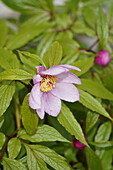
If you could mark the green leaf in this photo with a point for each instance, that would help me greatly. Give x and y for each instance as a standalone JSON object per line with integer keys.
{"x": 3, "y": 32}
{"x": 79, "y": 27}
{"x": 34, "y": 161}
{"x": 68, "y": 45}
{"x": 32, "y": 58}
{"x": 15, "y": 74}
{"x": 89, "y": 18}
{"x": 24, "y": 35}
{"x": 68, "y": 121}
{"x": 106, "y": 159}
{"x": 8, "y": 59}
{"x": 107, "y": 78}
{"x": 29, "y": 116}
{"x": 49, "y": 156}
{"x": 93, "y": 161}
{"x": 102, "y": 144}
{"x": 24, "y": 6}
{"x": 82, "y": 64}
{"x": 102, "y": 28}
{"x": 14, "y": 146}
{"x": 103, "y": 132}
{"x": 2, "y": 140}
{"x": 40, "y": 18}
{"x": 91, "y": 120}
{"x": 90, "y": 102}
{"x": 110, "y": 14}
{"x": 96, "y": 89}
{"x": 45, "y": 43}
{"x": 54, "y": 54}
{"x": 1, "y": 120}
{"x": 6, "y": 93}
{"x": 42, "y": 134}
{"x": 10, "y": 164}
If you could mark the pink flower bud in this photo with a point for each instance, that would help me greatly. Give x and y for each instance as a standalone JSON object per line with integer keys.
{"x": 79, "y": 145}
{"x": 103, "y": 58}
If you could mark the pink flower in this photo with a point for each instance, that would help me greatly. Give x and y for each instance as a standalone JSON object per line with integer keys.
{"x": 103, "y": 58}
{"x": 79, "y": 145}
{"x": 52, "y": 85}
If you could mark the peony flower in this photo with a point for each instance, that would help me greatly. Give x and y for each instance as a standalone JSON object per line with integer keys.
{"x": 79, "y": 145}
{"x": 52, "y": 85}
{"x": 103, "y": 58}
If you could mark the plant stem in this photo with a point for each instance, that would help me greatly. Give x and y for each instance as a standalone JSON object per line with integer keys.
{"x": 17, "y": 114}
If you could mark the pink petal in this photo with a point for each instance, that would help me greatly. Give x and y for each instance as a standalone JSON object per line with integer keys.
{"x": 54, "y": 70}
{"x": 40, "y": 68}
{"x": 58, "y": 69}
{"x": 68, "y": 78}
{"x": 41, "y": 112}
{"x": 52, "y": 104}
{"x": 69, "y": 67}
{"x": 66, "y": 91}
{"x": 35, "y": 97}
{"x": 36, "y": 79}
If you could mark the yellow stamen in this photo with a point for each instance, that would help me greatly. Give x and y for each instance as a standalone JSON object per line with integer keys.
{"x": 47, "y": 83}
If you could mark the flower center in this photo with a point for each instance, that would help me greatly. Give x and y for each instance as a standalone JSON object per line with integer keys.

::::

_Exercise_. What is needed is every record above, returned exactly, with the pictures omitted.

_Answer_.
If you could mark the green leaf in this photo with a point for each instance, that would help me greatly. Give x and y for each instance as a standalone JSON object per line with integer keys.
{"x": 3, "y": 32}
{"x": 79, "y": 27}
{"x": 34, "y": 161}
{"x": 68, "y": 45}
{"x": 32, "y": 58}
{"x": 15, "y": 74}
{"x": 89, "y": 18}
{"x": 24, "y": 35}
{"x": 68, "y": 121}
{"x": 106, "y": 159}
{"x": 8, "y": 59}
{"x": 107, "y": 78}
{"x": 29, "y": 116}
{"x": 49, "y": 156}
{"x": 93, "y": 161}
{"x": 102, "y": 144}
{"x": 24, "y": 6}
{"x": 82, "y": 64}
{"x": 102, "y": 28}
{"x": 14, "y": 146}
{"x": 103, "y": 132}
{"x": 2, "y": 140}
{"x": 40, "y": 18}
{"x": 91, "y": 120}
{"x": 90, "y": 102}
{"x": 110, "y": 14}
{"x": 96, "y": 89}
{"x": 45, "y": 43}
{"x": 54, "y": 54}
{"x": 1, "y": 120}
{"x": 6, "y": 93}
{"x": 42, "y": 134}
{"x": 10, "y": 164}
If you could mark the pink flower bud in this photo with a point for each instance, that would help me greatly. Give x and y for each instance as a standalone JSON object per line with integer keys.
{"x": 79, "y": 145}
{"x": 103, "y": 58}
If you could mark the pink flower in this photo with a point for each instance, that would help me greatly. Give x and y for each instance as a standalone JSON object per line with integer keys.
{"x": 103, "y": 58}
{"x": 79, "y": 145}
{"x": 52, "y": 85}
If you could mark the peony flower in this photo with a point for each instance, that would help me greatly. Give x and y for each instance as a standalone JSON object per line with integer keys.
{"x": 79, "y": 145}
{"x": 52, "y": 85}
{"x": 103, "y": 58}
If you could mark the plant stem in this photo with a point for each instance, that would help me greatly. Give x and y for each instance as a standalone JSON object per line with integer keys.
{"x": 17, "y": 114}
If you could mark the pink petal in this photo with a point for each instance, that would help me greatly. Give x and y for each instance as a standalone JSON object per line with integer keys.
{"x": 54, "y": 70}
{"x": 40, "y": 68}
{"x": 58, "y": 69}
{"x": 68, "y": 78}
{"x": 41, "y": 112}
{"x": 52, "y": 104}
{"x": 69, "y": 67}
{"x": 66, "y": 91}
{"x": 35, "y": 97}
{"x": 36, "y": 79}
If you could mark the yellow stamen in this photo with a point for each instance, that would help me greatly. Give x and y for each instance as a standalone JSON object per line with integer keys.
{"x": 47, "y": 83}
If you could mark the flower center in this photo with a point for each instance, that would help me greatly. Give x and y for each instance as a standalone JSON object per line with integer keys.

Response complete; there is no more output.